**Task objective**
Rewrite the data below, changing every "Target" to "Object" and leaving all other text unchanged.

Point labeling data:
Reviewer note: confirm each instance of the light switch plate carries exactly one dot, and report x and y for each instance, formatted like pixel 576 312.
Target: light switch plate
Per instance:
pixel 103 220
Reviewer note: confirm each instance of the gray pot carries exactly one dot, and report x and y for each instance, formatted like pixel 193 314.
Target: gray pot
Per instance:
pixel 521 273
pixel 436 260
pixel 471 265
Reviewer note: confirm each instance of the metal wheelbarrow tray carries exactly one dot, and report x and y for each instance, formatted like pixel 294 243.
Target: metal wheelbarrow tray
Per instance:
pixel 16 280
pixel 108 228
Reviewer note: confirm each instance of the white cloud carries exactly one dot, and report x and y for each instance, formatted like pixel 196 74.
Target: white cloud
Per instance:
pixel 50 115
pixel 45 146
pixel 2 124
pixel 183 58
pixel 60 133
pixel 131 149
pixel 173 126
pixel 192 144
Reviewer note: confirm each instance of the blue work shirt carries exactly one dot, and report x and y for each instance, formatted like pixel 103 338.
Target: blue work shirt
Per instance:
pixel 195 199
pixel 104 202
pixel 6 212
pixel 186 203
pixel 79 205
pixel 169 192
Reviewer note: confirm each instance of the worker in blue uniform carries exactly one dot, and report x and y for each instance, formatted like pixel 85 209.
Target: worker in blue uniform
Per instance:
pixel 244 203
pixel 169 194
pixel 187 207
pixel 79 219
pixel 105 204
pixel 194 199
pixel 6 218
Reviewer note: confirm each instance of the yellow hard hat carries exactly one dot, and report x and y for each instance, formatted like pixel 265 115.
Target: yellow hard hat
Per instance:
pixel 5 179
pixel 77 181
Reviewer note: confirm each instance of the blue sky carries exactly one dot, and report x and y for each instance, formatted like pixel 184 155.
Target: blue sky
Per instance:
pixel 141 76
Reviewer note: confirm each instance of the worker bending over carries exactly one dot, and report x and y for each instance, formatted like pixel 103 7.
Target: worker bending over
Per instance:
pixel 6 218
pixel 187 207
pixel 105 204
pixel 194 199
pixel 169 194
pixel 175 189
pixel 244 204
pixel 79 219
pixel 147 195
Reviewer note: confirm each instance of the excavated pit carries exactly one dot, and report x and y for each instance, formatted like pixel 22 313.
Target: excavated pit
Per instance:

**Answer to the exercise**
Reviewer note: confirm each instance of the light switch plate carries exactly one dot, and report x and y for each instance, formatted like pixel 576 312.
Object: light switch plate
Per instance:
pixel 103 220
Reviewer note: confirm each instance of the gray pot carries exactly one dot, and report x and y for each instance, formatted like pixel 193 314.
Object: gray pot
Per instance:
pixel 521 273
pixel 436 260
pixel 471 265
Reviewer note: confirm each instance of the metal wheelbarrow tray carries exactly one dot, and report x and y for each instance, formatted like pixel 294 243.
Object: metal wheelbarrow tray
Per instance:
pixel 16 280
pixel 108 228
Reviewer note: confirm each instance of the white cloud carries exactly one dot, and report x and y for each instance, formatted like pixel 196 74.
Object: white cloud
Per instance:
pixel 50 115
pixel 45 146
pixel 2 124
pixel 183 58
pixel 60 133
pixel 131 149
pixel 173 126
pixel 192 144
Reviewer note: confirm each instance of the blue work shirt carries exactly one dot, and report x and y for each instance, formatted like pixel 103 338.
Object: blue work shirt
Per instance:
pixel 195 199
pixel 104 202
pixel 6 212
pixel 186 203
pixel 79 205
pixel 169 192
Reviewer note: confirm each instance of the worker in blue uniform carries exactly one dot, and report x and y for each instance, formatted like pixel 85 209.
Object: worker in blue uniform
Per instance:
pixel 244 203
pixel 169 194
pixel 187 207
pixel 79 219
pixel 105 204
pixel 194 199
pixel 6 218
Reviewer note: confirm each instance of the yellow hard hat carries exactly one dot, and report x and y for each instance, formatted like pixel 265 115.
Object: yellow hard hat
Per instance:
pixel 5 179
pixel 77 181
Reviewer note: confirm each instance of the blue sky carries exactly one dot, and report x and y for each instance, formatted like pixel 184 155.
Object: blue sky
Per instance:
pixel 141 76
Reviewer note: confirm each instance of the worker bending over carries exactly one dot, and report x and y for each instance, formatted like pixel 103 7.
Object: worker bending over
Per instance:
pixel 6 218
pixel 187 207
pixel 105 204
pixel 194 199
pixel 169 194
pixel 175 189
pixel 244 204
pixel 79 219
pixel 147 195
Reviewer note: confirm each instance of the excavated pit carries exactly one dot, and report x and y for each instance, formatted like pixel 22 313.
Object: excavated pit
Per instance:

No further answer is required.